▸ Aim
Repeat the listing in full, exactly as it stands.

▸ Provided records
##############################

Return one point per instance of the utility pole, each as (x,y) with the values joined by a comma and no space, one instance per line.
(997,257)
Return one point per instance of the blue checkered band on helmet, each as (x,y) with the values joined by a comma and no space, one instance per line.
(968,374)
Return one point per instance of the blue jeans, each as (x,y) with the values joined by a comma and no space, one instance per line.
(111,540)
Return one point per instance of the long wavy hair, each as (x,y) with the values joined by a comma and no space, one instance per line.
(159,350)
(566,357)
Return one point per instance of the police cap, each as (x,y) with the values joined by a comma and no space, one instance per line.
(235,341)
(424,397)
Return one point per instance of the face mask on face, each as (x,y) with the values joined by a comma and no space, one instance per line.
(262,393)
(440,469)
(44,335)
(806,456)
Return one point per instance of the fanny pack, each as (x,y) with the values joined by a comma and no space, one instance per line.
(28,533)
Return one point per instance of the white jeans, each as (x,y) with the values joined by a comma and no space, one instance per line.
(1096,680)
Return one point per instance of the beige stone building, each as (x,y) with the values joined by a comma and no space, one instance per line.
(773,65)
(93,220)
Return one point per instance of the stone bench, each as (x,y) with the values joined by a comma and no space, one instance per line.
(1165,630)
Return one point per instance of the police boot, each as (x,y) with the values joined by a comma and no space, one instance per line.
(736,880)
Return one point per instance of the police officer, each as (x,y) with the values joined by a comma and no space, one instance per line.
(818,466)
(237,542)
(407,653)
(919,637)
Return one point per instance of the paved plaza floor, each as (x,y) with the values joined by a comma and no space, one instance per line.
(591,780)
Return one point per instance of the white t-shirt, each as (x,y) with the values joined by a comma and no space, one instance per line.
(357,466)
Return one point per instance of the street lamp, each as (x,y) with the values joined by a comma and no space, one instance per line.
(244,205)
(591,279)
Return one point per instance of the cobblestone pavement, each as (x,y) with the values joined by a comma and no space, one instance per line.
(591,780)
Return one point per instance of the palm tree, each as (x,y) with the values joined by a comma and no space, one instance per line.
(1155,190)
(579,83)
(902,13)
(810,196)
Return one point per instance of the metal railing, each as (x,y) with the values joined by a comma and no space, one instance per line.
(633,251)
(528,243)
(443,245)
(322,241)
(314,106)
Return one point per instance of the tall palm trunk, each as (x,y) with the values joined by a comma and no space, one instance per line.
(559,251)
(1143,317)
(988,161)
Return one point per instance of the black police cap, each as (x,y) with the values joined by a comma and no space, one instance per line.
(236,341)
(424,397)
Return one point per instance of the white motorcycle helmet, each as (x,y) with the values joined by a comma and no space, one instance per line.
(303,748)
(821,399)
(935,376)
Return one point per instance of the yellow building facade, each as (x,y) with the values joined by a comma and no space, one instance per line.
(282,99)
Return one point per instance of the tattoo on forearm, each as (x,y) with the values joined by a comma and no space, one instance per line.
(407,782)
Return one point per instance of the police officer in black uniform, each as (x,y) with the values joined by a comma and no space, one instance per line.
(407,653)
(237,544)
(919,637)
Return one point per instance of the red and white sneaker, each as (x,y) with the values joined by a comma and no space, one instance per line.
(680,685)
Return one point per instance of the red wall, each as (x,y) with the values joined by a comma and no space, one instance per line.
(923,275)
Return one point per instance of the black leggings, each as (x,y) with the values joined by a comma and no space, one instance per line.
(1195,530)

##############################

▸ Reply
Return one point per instance of the utility pole, each as (x,y) with the values joined by a comma and no space, one instance per line.
(997,257)
Return one point per instance of the blue checkered band on helmet, each as (x,y) with the values joined by a comma and no space, one instance per line.
(968,374)
Return one point per instance of the blue jeans, each as (x,y) with the values joined by a comma and no space, one instance per line.
(111,540)
Return one point per instance of the long wavy hair, each as (x,y) with the values joined by a comma and no space, one instance per line.
(159,350)
(566,357)
Return one point per instance of the police cap, each as (x,y) with the values joined by a comma and no space, one instance per line.
(235,341)
(424,397)
Return one point per instance of the face mask on face, each as (x,y) with the values joined by a comma and no space, one instance per line.
(262,393)
(440,469)
(44,335)
(806,456)
Return one point per instance of the fanny pack, each as (x,y) with the values joined by a comma and no space, one instance per line.
(28,533)
Return one point per instance of the white jeans, each as (x,y) with the values joined by a comma and no space, one instance per line.
(1096,680)
Return one point per instance of the beige stone building, each as (x,y) with the values joined by a comma and no space, one instance per line.
(773,65)
(93,220)
Return one point per instance of the stone bench, each as (x,y) with the values joined by a comma and no space, one instance per line.
(1165,630)
Return one point per instance of the police boot, each as (x,y) with the values joined by a comma and no space, one instance per line.
(736,880)
Return one point per instance of the police officer, each as (x,y) with the values joined by a comma and no space, one instance per line.
(818,466)
(237,542)
(407,653)
(919,637)
Return one point per instance of the paved plaza floor, each as (x,y) with the values joined by a comma and no space, one instance per line.
(591,780)
Return one point per instance of the white t-shirt, each as (x,y) with the values joined by a comma and no space, one instance per line.
(357,466)
Return one point per instance of the street lamp, each as (x,y) with the values joined by a comma and no space, one instance per line.
(244,205)
(591,279)
Return one point per instance of the cobblestone pavement, each as (x,y) with the values joined by a comma and no space, one instance per line.
(591,780)
Return one point per instance of the palm tree, each as (x,y) with the values joined by a comma and no space, one instance per line.
(1155,190)
(579,83)
(902,13)
(810,196)
Return one point per instance of the metal railing, each as (x,y) with the values joined by a comma and no space, one instance per line.
(633,251)
(528,243)
(443,245)
(322,241)
(314,106)
Return one point per instance of the tall palm trunk, each as (x,y) with the values joined by a comma and no space, one instance per line.
(559,251)
(1143,317)
(988,161)
Return one point per instance of the black police cap, each as (x,y) with the values joined by a comma and no space, one instance per line.
(236,341)
(424,397)
Return one point per instance of the white motorcycle helmet, each as (x,y) with the values joined by a comma and no space, one instance per line.
(303,748)
(821,399)
(935,376)
Return one point per instance of the yellow building facade, each as (x,y) with the values joined by a comma and no space, one instance per line.
(282,99)
Return one point per instance of the tattoo on forearm, each as (x,y) with the values joined by a comma and no space, one instance per line.
(407,782)
Return one point per instance of the police officer in black uniform, each as (x,y) with the values joined by a comma and no space, one instance per line.
(407,653)
(237,544)
(919,637)
Return one point per instance of the red and white sneaker, each as (x,y) with the values joined by a comma and no space, one instance per line.
(680,685)
Return one point per instance of the red wall, each as (x,y) with the values joined by a comma and no space, one instance per line.
(923,275)
Return one point per instance of the black leggings, each as (x,y) with the values joined by a comma and no space, one instance per line.
(1195,530)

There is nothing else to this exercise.